Work instruction: Leave the pictures out and reproduce all the entries word for word.

Input data:
-------

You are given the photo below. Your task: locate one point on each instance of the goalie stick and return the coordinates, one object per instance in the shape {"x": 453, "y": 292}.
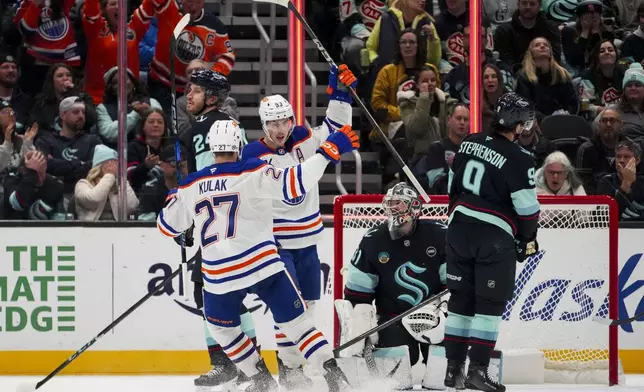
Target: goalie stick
{"x": 617, "y": 322}
{"x": 288, "y": 4}
{"x": 370, "y": 359}
{"x": 387, "y": 323}
{"x": 177, "y": 147}
{"x": 27, "y": 387}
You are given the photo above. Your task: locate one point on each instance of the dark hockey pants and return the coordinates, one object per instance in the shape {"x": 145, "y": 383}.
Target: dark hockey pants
{"x": 481, "y": 267}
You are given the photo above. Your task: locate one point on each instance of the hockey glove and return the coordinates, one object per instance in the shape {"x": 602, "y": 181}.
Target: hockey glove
{"x": 188, "y": 237}
{"x": 340, "y": 79}
{"x": 341, "y": 141}
{"x": 525, "y": 249}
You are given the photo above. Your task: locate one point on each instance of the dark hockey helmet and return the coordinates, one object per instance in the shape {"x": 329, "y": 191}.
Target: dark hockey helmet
{"x": 215, "y": 84}
{"x": 511, "y": 110}
{"x": 560, "y": 11}
{"x": 402, "y": 205}
{"x": 587, "y": 6}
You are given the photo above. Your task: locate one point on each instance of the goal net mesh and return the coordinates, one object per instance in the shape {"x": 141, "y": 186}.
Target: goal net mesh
{"x": 558, "y": 291}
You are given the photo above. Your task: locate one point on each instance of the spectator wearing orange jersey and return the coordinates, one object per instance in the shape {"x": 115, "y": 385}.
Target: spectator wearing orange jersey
{"x": 48, "y": 37}
{"x": 205, "y": 38}
{"x": 101, "y": 32}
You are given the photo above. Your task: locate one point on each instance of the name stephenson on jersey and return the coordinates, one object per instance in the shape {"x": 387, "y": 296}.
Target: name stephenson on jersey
{"x": 297, "y": 223}
{"x": 398, "y": 274}
{"x": 492, "y": 180}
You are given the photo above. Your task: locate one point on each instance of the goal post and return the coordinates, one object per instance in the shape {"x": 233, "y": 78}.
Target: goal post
{"x": 558, "y": 292}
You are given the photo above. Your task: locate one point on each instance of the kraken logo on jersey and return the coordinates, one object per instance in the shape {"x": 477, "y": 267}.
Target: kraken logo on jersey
{"x": 295, "y": 201}
{"x": 414, "y": 285}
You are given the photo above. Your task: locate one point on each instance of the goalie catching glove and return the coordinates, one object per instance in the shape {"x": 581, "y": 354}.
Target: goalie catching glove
{"x": 525, "y": 249}
{"x": 341, "y": 141}
{"x": 427, "y": 324}
{"x": 355, "y": 321}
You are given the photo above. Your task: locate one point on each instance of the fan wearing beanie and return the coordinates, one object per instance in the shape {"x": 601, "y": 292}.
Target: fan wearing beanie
{"x": 631, "y": 104}
{"x": 96, "y": 196}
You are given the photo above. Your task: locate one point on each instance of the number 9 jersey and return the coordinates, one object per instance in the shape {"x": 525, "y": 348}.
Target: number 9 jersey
{"x": 492, "y": 180}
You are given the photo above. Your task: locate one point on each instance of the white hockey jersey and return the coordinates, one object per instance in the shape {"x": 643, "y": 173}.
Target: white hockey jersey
{"x": 297, "y": 223}
{"x": 230, "y": 205}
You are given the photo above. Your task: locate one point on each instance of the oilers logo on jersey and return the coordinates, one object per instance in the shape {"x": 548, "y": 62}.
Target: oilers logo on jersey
{"x": 301, "y": 227}
{"x": 295, "y": 202}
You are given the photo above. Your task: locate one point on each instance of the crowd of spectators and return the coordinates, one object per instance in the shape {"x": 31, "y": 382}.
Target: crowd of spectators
{"x": 59, "y": 104}
{"x": 578, "y": 61}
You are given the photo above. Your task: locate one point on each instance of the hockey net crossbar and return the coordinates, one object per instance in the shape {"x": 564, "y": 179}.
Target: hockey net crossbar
{"x": 558, "y": 291}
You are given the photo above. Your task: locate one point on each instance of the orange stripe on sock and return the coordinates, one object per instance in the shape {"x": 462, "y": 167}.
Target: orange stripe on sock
{"x": 240, "y": 348}
{"x": 309, "y": 340}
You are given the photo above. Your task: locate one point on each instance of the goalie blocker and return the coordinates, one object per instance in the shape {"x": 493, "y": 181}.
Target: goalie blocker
{"x": 398, "y": 264}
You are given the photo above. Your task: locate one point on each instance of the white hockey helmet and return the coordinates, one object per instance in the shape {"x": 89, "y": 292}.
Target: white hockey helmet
{"x": 225, "y": 136}
{"x": 275, "y": 107}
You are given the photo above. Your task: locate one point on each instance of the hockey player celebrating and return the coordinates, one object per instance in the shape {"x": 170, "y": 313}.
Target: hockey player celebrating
{"x": 494, "y": 214}
{"x": 399, "y": 263}
{"x": 230, "y": 205}
{"x": 297, "y": 223}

-------

Your solution:
You are given the photo below. Your task: locate one point on each instance of the goalie stick and return the coordinates, one object per instance in the shape {"x": 453, "y": 292}.
Target: goalie stick
{"x": 617, "y": 322}
{"x": 288, "y": 4}
{"x": 370, "y": 359}
{"x": 387, "y": 323}
{"x": 177, "y": 147}
{"x": 27, "y": 387}
You are given the photo above. Your task: locate one point on each instance of the dark hockey pants and return the coordinates, one object per instance in the shape {"x": 145, "y": 383}.
Target: dark hockey pants
{"x": 481, "y": 267}
You are given the photo above. Your task: locate one point on each instance of the hockey glove and return the coordinates, one object per instance in the shape {"x": 602, "y": 181}.
Target: hockey glove
{"x": 188, "y": 237}
{"x": 340, "y": 79}
{"x": 341, "y": 141}
{"x": 525, "y": 249}
You are given the photo above. Your task: locate one point on each instance of the dark hockey helmet and return the coordinates, one object per instance in the shape {"x": 329, "y": 191}.
Target: dark hockey helmet
{"x": 215, "y": 84}
{"x": 511, "y": 110}
{"x": 560, "y": 11}
{"x": 402, "y": 205}
{"x": 587, "y": 6}
You are given the photo above. Your task: locate one point on each instance of the goal net mesh and return the coordinates, one object per instance in the shape {"x": 141, "y": 186}.
Target: goal net mesh
{"x": 558, "y": 291}
You are given the photo above. Your task: locate one point on each instance of the spectator wearing orange jersey and return the coordinates, one object per instance in the shape {"x": 115, "y": 385}.
Target: spectator wearing orange jersey
{"x": 48, "y": 37}
{"x": 205, "y": 38}
{"x": 101, "y": 32}
You are given the photo above. Your task: locate one point on each instance of the name stephenson on jersey and return the coordinates, one object per instance in the shape {"x": 387, "y": 296}.
Target: name stephenson on jersey
{"x": 297, "y": 223}
{"x": 398, "y": 274}
{"x": 492, "y": 180}
You are given the photo above. Your task: locate one point on each instance of the goal post and return the coordinates, one object per instance in the shape {"x": 233, "y": 78}.
Target: goal post
{"x": 558, "y": 292}
You are given the photo above. Your task: locate one point on each instance of the kraken logo on jersey and return the coordinates, one object per instance in the shape {"x": 477, "y": 267}.
Target: kraken logo on jersey
{"x": 295, "y": 201}
{"x": 414, "y": 285}
You are given the photo above. Your task: locate one point on each instance of the goalie catching glove and return the coordinates, one object per instance in the shape {"x": 581, "y": 354}.
Target: goalie catching glove
{"x": 525, "y": 249}
{"x": 341, "y": 141}
{"x": 427, "y": 324}
{"x": 355, "y": 321}
You are given the photo above. Your task: locate one point on each instance of the fan wearing beanie and return the coordinates, one object per instance in the shape {"x": 601, "y": 292}.
Target: fan wearing beanie
{"x": 631, "y": 104}
{"x": 96, "y": 196}
You are given the photo above. Your task: locate one point on each instance of the number 9 jersey and return the coordinates, one object per instance in the shape {"x": 525, "y": 348}.
Target: number 9 jersey
{"x": 492, "y": 180}
You are given the photo above. Your task: locate one point on each instance of the white hockey jersey and return the coordinates, one object per instance in the shape {"x": 643, "y": 173}.
Target: white hockey jersey
{"x": 297, "y": 223}
{"x": 230, "y": 205}
You are given the photo above. Your task: locate one point on each instance of the oilers logo on jersey and return the coordinates, one object per instance in the shape {"x": 548, "y": 62}.
Target: oilers logo on jersey
{"x": 301, "y": 227}
{"x": 295, "y": 202}
You are given the photo above. Your task: locate one point on each instance of the crowd of spectators and return the coordinates, one object per instance in the shape {"x": 31, "y": 382}.
Target: crowd of spectators
{"x": 59, "y": 104}
{"x": 578, "y": 61}
You are given the photo above. Your task: locate one point on each instance of the hockey net crossbar and return the coordinates, one object per instance in the shape {"x": 564, "y": 179}.
Target: hockey net crossbar
{"x": 558, "y": 291}
You are given the photo above. Your task: locate one point on each instance of the orange stripe on sock and return the coordinates, one object per instance in the shape {"x": 462, "y": 167}.
Target: orange stripe on sock
{"x": 240, "y": 348}
{"x": 309, "y": 340}
You are given the photo above. Your task: locate one point on each instance of the goalie blocker and return the coordinates, one object per instance in the shape {"x": 493, "y": 181}.
Target: goalie blocker
{"x": 398, "y": 264}
You are given the photo above. Your task: locate one point on each instance of the white hockey helmet and return the coordinates, one object per instance in the shape {"x": 89, "y": 292}.
Target: white hockey helmet
{"x": 225, "y": 136}
{"x": 275, "y": 107}
You are given the photo above. Your task: locate one point on each instance of the hockey player celebrating and return the coordinates, one object per instance in the shape {"x": 170, "y": 313}.
Target: hockey player celebrating
{"x": 494, "y": 214}
{"x": 399, "y": 263}
{"x": 230, "y": 205}
{"x": 297, "y": 223}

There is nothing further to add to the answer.